- What is needed:
Write out all of the data below line for line without changing anything, but leave out the pictures.

[START OF Given information]

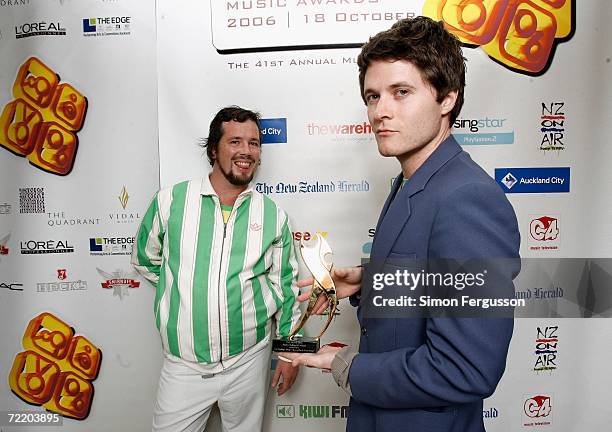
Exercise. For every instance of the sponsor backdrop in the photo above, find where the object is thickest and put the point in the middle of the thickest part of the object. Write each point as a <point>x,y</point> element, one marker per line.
<point>104,101</point>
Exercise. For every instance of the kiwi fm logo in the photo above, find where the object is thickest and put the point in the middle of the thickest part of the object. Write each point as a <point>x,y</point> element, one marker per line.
<point>519,34</point>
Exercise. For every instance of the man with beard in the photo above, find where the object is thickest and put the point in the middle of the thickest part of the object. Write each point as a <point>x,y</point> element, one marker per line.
<point>221,257</point>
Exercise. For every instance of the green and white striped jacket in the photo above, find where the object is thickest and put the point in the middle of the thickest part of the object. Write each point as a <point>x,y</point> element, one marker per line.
<point>217,285</point>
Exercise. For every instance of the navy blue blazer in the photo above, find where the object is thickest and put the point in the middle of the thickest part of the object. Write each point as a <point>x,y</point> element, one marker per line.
<point>432,374</point>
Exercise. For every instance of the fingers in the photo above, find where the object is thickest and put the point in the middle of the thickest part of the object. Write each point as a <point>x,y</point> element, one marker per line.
<point>305,282</point>
<point>276,377</point>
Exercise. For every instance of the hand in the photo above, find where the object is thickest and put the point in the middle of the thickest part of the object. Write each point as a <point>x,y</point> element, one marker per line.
<point>288,372</point>
<point>347,281</point>
<point>321,360</point>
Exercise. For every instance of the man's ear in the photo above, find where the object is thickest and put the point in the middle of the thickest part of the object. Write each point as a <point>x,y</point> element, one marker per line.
<point>448,103</point>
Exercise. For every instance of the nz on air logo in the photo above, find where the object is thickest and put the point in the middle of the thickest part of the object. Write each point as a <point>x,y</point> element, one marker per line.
<point>546,349</point>
<point>552,127</point>
<point>41,123</point>
<point>56,368</point>
<point>520,35</point>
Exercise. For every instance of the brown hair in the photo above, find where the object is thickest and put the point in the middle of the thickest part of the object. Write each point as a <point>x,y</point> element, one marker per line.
<point>427,45</point>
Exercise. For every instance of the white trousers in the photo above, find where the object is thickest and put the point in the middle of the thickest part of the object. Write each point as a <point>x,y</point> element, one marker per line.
<point>185,397</point>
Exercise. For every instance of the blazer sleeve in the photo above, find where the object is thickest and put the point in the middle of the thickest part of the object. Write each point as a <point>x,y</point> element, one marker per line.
<point>462,359</point>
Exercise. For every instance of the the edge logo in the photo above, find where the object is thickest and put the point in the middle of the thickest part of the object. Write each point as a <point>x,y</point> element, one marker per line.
<point>273,131</point>
<point>492,133</point>
<point>520,35</point>
<point>552,126</point>
<point>546,350</point>
<point>41,28</point>
<point>538,411</point>
<point>544,232</point>
<point>4,250</point>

[END OF Given information]

- Full answer:
Exercise. For every instance of the sponsor backdrop in the photo above, find where the object is thickest and put the point in the middle of the thickest part of the object. Write each point as a <point>x,y</point> element, one marker per line.
<point>104,101</point>
Exercise. For every instance of the kiwi fm logo in the photo above, find where the object is thickest and put the point in the middle of the thickest part of the object. Write each point as a <point>x,y</point> element, one marker per line.
<point>519,34</point>
Exercise. For every instance of the man with beard in the photo above, find where the object is thickest and put the point in the middle of the thickest part of the object. Write each point as a <point>x,y</point> element, one marker per line.
<point>221,257</point>
Exercise. For every instance of the green and white striped jacket in the photo above, find where the object is thickest and put the point in the middle of the thickest part of the object. Write each point as a <point>x,y</point> element, one marker per line.
<point>217,285</point>
Exercise. For every instance of the navy blue blazer in the photo above, find where the object is thickest and put the point in the middle of the thickest part of the object. Write each point as a <point>x,y</point> element, one marker per line.
<point>432,374</point>
Exercise. For every instance of the fingers in the photo above, find where the object is thickest and put the point in the middle of the thickest part of the object. Write each point as a <point>x,y</point> element, one marker per line.
<point>305,282</point>
<point>276,377</point>
Exercise. For every instance of the hand in the photo above, find where the object is thickest and put the point in the middle of the thickest part of the object. Write each point as a <point>x,y</point> element, one marker per line.
<point>288,372</point>
<point>347,281</point>
<point>321,360</point>
Exercise. For every instance of the man's ear in the photo above, find where the object is thickest and put the point in the middle of the thickest part of the object. Write each point as a <point>x,y</point> element, one marker per line.
<point>448,103</point>
Exercise. For every instance of the nz on air logo in the photo above, find where the object is thickest and put the point in the middle of the thickest part of the object. Write each point as a <point>x,y</point> element, one marker per line.
<point>546,349</point>
<point>552,127</point>
<point>41,123</point>
<point>56,368</point>
<point>520,35</point>
Exercise. For every instance of the brown hair in the photo above, find where the object is thickest and put the point in the middle of the thickest part of the object. Write each point as a <point>x,y</point> element, one marker per line.
<point>427,45</point>
Exercise. For every instance of the white trousers in the photo above, find where the object is thickest and put the point in the middle of the thickest part of the object. Write each point as a <point>x,y</point> element, one marker per line.
<point>185,397</point>
Exercise. For every instance of the blazer sleeve in the photo above, find where the object is thickest and put the point in the middle of the thickest part of the object. Write each point as a <point>x,y</point> element, one marker per line.
<point>462,359</point>
Exercise. For every instance of the the edge logo in the photo above, find where the object is thickest and put the point in the middle of the thickest part of the object. Write each point as a <point>x,y</point> element, one marker per line.
<point>273,131</point>
<point>492,133</point>
<point>520,35</point>
<point>552,126</point>
<point>546,350</point>
<point>41,28</point>
<point>538,411</point>
<point>544,232</point>
<point>4,250</point>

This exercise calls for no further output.